### Task goal
Carry on the RSAC 2026 preview below from its last sentence, keeping its voice and focus.
BEGIN Excerpted passage
What to Expect at RSAC 2026: AI Everywhere, Zero Trust in Action

Chief Evangelist
When I first started going to RSAC more than 20 years ago, I would walk the show floor aisle by aisle, trying to see everything.
As an analyst at Forrester, my job was to research vendors, evaluate products, and understand where the market was going. RSAC was the best place to do that.
Today, things have changed. You can now research vendors and compare products online. You don’t need a conference for that anymore.
But what you can’t replicate is the connections and conversations that happen at RSAC. It’s where the cybersecurity industry comes together to reconnect, challenge ideas, and figure out what actually matters.
Here’s what I expect those conversations to focus on this year.
AI will be everywhere — again
AI will dominate RSAC again this year. But remind yourself that AI doesn’t automatically equal value.
The industry has a long history of hype, and AI is the latest example. If someone tells you they have an AI-powered solution, the right response is to ask what problem it solves and how it improves outcomes.
The fact is that there will still be vendors this year using AI to attract attention rather than deliver results.
That doesn’t mean AI isn’t important. Many companies are driving real change with their AI solutions. AI is being used to analyze data, identify patterns, and make connections at speeds humans can’t.
END Excerpted passage
BEGIN Provided records
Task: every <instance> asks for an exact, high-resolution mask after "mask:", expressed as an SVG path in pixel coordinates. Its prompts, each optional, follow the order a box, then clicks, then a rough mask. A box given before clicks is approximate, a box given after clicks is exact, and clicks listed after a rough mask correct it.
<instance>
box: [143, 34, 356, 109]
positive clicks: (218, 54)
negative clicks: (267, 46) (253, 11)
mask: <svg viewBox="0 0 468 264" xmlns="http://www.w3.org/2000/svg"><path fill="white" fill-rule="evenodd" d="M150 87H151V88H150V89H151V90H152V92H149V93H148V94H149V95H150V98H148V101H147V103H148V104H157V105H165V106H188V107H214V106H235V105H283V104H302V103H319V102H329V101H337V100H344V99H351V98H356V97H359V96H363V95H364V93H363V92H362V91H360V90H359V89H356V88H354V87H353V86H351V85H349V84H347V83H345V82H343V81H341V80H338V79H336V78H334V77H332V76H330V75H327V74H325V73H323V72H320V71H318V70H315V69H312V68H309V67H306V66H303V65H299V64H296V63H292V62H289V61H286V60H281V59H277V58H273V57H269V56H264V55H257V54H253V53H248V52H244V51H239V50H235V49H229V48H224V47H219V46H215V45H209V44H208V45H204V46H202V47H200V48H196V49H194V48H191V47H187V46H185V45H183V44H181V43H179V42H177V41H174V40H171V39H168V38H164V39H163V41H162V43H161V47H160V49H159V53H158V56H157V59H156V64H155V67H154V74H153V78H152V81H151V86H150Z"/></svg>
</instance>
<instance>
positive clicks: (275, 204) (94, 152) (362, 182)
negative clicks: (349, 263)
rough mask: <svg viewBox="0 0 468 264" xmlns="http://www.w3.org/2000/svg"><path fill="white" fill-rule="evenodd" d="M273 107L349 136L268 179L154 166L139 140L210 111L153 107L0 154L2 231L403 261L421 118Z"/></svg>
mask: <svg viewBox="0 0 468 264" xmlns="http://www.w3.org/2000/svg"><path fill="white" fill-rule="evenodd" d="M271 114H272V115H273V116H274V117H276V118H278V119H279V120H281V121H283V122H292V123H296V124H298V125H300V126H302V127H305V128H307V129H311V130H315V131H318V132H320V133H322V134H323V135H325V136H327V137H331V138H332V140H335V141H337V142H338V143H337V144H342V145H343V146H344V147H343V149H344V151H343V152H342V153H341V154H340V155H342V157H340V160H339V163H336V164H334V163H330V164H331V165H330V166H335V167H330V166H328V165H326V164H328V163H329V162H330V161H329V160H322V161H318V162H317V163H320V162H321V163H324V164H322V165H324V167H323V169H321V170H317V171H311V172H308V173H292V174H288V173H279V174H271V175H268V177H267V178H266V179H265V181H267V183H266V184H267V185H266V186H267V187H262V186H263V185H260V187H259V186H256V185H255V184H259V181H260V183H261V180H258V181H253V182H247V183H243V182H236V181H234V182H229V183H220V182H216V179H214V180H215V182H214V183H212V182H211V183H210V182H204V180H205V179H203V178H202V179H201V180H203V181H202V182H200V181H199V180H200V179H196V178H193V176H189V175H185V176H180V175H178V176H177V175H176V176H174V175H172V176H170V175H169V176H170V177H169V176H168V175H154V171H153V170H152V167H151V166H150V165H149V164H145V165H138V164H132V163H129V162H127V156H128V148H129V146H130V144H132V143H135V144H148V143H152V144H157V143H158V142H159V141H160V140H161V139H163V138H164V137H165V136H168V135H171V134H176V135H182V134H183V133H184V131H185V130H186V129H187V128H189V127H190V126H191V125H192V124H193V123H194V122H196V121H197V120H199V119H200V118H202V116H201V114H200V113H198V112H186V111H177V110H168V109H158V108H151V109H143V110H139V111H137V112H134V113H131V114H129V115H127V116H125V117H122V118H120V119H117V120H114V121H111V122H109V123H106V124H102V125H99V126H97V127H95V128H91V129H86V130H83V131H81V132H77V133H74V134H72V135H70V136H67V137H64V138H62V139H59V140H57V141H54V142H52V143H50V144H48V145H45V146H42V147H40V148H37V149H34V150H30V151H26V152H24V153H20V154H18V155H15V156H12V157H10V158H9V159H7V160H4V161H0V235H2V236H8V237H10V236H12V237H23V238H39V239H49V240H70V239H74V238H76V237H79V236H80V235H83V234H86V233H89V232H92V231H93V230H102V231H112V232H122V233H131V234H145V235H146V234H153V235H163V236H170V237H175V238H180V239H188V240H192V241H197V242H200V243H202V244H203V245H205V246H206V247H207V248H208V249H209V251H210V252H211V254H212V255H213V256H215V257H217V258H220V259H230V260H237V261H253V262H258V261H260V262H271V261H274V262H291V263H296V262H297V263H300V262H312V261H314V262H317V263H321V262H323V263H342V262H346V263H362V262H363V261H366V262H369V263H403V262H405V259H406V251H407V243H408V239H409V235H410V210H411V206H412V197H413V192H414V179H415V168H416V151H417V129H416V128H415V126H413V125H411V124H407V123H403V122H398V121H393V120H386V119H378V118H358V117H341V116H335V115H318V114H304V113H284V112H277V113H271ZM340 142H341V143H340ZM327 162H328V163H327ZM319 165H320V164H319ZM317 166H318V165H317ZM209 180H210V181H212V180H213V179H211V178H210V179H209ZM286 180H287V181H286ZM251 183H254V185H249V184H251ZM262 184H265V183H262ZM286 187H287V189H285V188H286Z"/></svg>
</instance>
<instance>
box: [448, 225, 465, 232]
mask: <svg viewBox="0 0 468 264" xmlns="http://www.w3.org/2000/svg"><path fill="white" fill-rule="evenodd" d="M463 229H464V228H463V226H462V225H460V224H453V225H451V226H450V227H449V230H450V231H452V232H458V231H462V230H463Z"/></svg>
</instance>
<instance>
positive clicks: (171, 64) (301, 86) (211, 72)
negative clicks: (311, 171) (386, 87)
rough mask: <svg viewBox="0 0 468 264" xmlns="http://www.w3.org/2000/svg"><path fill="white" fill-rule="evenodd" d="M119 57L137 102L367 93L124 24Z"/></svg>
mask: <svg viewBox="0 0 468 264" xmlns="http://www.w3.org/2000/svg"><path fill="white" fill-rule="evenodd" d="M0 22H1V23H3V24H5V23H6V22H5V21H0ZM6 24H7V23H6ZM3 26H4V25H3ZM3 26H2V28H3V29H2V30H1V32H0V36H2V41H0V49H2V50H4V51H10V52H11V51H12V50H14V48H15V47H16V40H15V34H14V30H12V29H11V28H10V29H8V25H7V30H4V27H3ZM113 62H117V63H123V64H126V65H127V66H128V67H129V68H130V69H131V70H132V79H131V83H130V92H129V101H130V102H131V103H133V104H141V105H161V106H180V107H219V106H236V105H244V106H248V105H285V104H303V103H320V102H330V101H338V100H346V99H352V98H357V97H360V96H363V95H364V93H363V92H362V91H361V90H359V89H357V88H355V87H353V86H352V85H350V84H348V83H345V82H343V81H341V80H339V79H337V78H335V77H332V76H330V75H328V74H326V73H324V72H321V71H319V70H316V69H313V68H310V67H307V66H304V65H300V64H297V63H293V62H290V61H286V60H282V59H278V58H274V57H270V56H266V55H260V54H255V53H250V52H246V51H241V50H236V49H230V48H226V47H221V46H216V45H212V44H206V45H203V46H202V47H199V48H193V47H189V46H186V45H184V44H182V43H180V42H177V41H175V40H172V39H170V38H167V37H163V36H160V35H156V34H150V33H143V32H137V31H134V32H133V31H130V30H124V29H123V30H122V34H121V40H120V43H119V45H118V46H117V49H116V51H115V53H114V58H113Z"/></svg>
END Provided records
### Response area
Used correctly, it becomes a powerful advantage against adversaries. But we’re still early. I recently wrote the foreword for Agentic AI + Zero Trust: A Guide for Business Leaders by Josh Woodruff and Michelle Savage, and one of the key themes is exactly this tension.
We’re building and deploying AI at speed, but we’re still learning how to secure it in real environments. That gap is going to show up in a lot of conversations at RSAC this year. You’ll hear confident opinions, but many of them are still educated guesses.
So, your goal shouldn’t be to avoid AI but to challenge it, pressure-test it, and focus only on what delivers real outcomes. Walk into RSAC with an equal sense of skepticism and curiosity about the AI tools you’ll inevitably encounter.
Zero Trust conversations are moving from “why” to “when”
There’s a tendency to think every new technology requires a new strategy. It doesn’t, especially in terms of Zero Trust.
Zero Trust isn’t evolving. It doesn’t need to. It’s a strategy based on removing trust from digital systems and controlling how those systems interact and communicate. That foundation holds, no matter what comes next — including AI.
But what AI is changing is the urgency around implementing Zero Trust. I expect that will be a major topic of conversation at RSAC this year.
The skepticism is gone. Organizations aren’t asking why anymore. They’re asking how fast they can get started with Zero Trust and what it takes to make it real.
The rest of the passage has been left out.